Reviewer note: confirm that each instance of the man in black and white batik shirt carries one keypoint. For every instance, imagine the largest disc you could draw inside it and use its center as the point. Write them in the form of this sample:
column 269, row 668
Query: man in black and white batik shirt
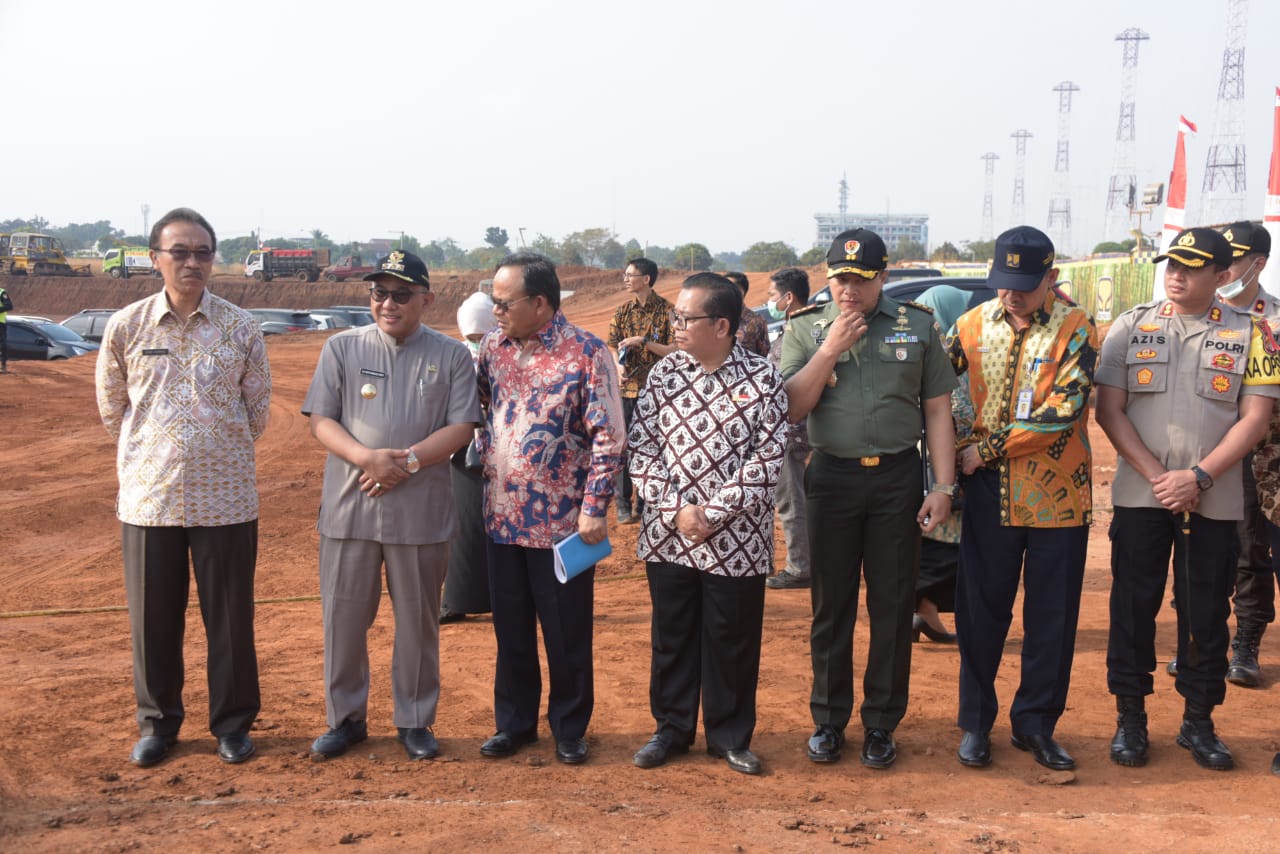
column 707, row 446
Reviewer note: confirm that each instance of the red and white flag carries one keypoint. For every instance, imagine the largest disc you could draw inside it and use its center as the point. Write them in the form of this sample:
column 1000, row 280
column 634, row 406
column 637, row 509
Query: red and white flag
column 1175, row 202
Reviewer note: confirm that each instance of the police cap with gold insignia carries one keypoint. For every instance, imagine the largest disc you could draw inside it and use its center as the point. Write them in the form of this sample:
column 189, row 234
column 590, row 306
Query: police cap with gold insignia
column 858, row 251
column 405, row 266
column 1023, row 256
column 1196, row 247
column 1248, row 238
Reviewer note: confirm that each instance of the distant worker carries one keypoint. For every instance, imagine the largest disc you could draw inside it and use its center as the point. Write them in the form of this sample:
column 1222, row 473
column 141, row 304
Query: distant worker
column 552, row 443
column 865, row 369
column 640, row 334
column 5, row 307
column 753, row 332
column 1185, row 388
column 789, row 292
column 391, row 402
column 1260, row 538
column 1027, row 357
column 707, row 447
column 183, row 386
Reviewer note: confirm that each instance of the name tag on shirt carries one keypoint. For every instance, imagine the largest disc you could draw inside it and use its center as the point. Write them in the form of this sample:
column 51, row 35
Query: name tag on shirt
column 1024, row 405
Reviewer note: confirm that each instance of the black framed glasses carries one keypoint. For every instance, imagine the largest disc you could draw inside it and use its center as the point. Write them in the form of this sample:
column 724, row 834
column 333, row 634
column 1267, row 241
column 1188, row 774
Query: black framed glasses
column 400, row 297
column 504, row 305
column 181, row 254
column 682, row 320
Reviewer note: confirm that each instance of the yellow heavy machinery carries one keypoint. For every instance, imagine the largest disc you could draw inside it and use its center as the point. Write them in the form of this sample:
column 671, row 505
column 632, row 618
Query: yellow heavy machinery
column 33, row 254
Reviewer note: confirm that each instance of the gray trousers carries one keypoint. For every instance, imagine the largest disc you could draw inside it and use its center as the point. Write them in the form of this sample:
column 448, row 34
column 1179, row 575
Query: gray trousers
column 791, row 510
column 350, row 592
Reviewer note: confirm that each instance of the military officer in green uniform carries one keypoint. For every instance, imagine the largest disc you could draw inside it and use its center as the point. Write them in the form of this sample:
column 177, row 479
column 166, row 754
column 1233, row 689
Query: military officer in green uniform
column 862, row 369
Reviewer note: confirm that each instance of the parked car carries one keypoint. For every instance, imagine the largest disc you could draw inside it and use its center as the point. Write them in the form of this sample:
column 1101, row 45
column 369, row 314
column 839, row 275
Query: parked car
column 344, row 318
column 90, row 323
column 45, row 341
column 279, row 320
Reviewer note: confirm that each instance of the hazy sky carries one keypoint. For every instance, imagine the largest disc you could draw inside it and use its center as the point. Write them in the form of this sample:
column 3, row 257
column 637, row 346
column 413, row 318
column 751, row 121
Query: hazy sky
column 667, row 122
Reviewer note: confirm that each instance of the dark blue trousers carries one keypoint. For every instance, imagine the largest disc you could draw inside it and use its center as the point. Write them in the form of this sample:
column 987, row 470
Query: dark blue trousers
column 525, row 593
column 1050, row 562
column 1141, row 542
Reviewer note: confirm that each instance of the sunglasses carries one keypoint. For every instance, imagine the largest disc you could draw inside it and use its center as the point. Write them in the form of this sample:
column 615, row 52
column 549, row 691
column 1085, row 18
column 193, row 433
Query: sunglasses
column 398, row 297
column 182, row 254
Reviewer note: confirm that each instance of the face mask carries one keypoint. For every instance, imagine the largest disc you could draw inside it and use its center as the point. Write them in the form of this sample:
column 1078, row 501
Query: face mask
column 1235, row 288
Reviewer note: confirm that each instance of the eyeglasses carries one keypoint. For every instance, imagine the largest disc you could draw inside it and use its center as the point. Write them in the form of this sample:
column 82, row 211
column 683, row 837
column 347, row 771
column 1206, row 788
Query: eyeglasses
column 181, row 254
column 400, row 297
column 682, row 320
column 504, row 305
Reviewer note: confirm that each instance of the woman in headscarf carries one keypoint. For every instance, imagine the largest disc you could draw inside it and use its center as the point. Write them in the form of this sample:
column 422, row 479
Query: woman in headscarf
column 466, row 587
column 940, row 549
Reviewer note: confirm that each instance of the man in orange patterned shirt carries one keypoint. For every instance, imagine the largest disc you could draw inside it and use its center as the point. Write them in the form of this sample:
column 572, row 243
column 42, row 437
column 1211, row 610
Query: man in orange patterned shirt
column 1028, row 357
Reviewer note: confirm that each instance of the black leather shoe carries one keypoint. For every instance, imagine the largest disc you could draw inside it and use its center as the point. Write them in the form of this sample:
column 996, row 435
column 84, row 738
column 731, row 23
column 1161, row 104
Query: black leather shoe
column 878, row 749
column 741, row 761
column 151, row 749
column 919, row 625
column 571, row 752
column 785, row 580
column 1130, row 743
column 656, row 752
column 504, row 744
column 1206, row 748
column 974, row 749
column 1046, row 750
column 824, row 744
column 337, row 740
column 234, row 748
column 419, row 741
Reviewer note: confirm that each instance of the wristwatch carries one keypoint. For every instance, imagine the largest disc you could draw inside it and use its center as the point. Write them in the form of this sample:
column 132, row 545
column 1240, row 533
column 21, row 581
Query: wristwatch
column 1202, row 479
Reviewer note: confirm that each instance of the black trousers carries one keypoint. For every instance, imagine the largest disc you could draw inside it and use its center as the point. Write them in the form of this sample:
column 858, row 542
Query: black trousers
column 1141, row 543
column 862, row 523
column 705, row 642
column 156, row 580
column 993, row 558
column 1255, row 569
column 525, row 593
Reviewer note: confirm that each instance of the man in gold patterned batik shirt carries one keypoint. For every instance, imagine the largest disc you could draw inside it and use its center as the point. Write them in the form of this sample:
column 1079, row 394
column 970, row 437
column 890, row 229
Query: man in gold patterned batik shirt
column 183, row 386
column 1028, row 359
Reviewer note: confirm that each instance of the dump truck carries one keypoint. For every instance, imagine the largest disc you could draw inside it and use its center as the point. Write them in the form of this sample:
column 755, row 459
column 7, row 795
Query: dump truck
column 304, row 265
column 123, row 261
column 35, row 254
column 348, row 266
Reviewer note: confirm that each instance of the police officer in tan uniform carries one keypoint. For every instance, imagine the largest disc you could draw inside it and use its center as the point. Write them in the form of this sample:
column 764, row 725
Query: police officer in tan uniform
column 1183, row 398
column 862, row 368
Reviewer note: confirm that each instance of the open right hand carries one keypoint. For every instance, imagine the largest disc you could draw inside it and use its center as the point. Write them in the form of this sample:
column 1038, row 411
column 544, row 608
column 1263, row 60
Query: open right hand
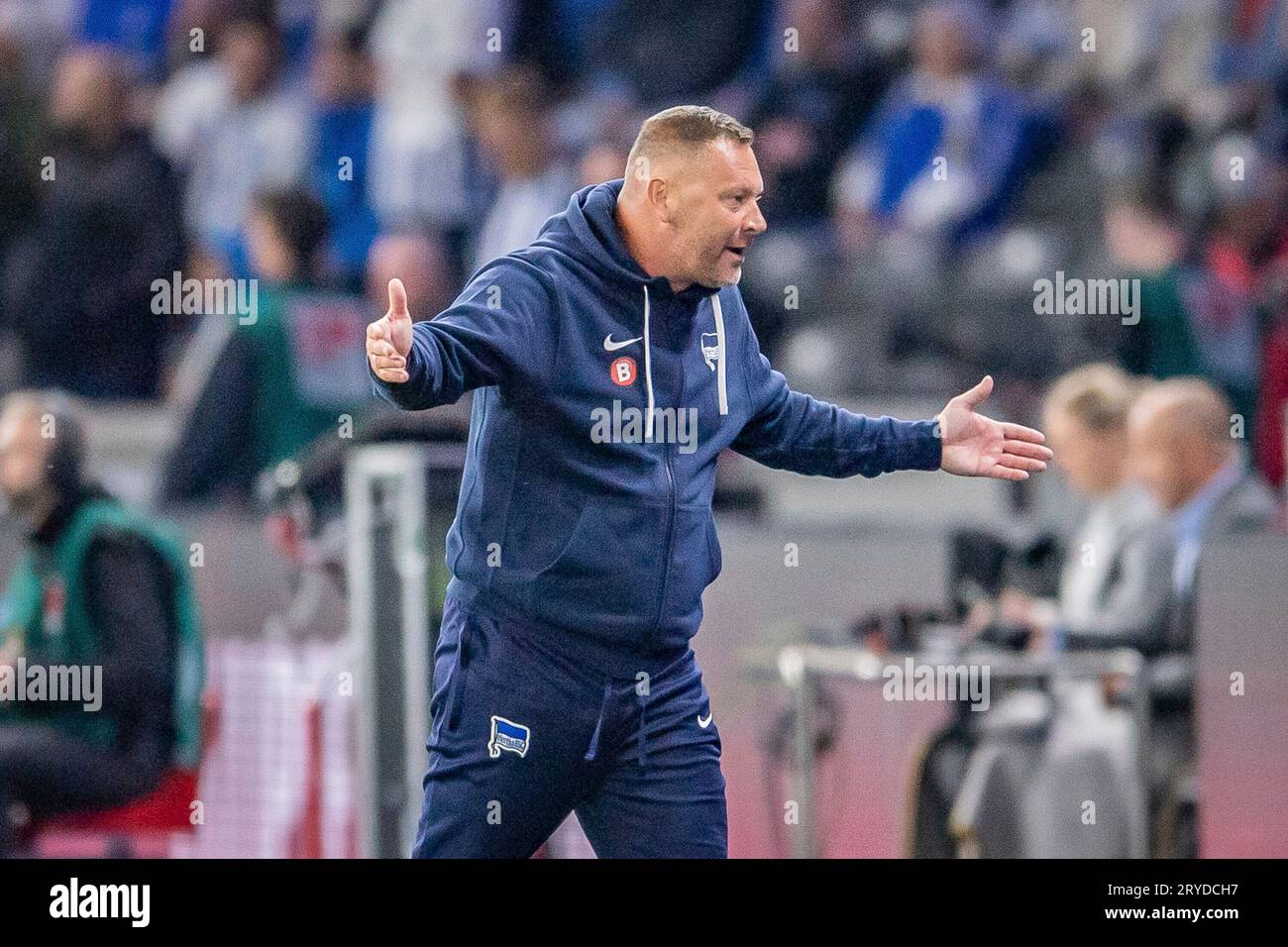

------------------------------------------------------------

**Aim**
Copy out the data word for word, from the line containing "Reviewer note: confirm that each instance of the red" through the line containing "column 1024, row 405", both included.

**Response**
Reviewer note: confirm that each instance of the red and white flag carries one keypoint. For every instance, imagine the largest disc you could draw inside it and use its center as the point. Write them in the form of this sample:
column 1000, row 280
column 634, row 406
column 637, row 509
Query: red and white flag
column 1175, row 202
Reviewer note: confirm that each instance of the police cap with gold insignia carries one keypoint. For every instance, imagine the largest disc you could draw inside it and use its center as the point. Write them in the form of this sample:
column 189, row 234
column 590, row 306
Query: police cap with gold insignia
column 858, row 251
column 405, row 266
column 1023, row 256
column 1196, row 247
column 1248, row 238
Reviewer note: confirm that each instance of the distant worker carries one keypoint. For every instance, imagine the largest disc you could draw inside it and use its center as the point. Write them in the form of this sample:
column 1222, row 473
column 141, row 304
Query: distant worker
column 552, row 443
column 865, row 369
column 640, row 334
column 5, row 307
column 753, row 332
column 1185, row 388
column 789, row 292
column 391, row 402
column 1260, row 538
column 1027, row 357
column 707, row 447
column 183, row 386
Reviewer note: confirm that each instance of the name tag on shirt carries one keypoint. For every instance, imagine the largest disc you could draw inside it and use its center as the point. Write them in the form of this sample:
column 51, row 35
Query: name tag on shirt
column 1024, row 405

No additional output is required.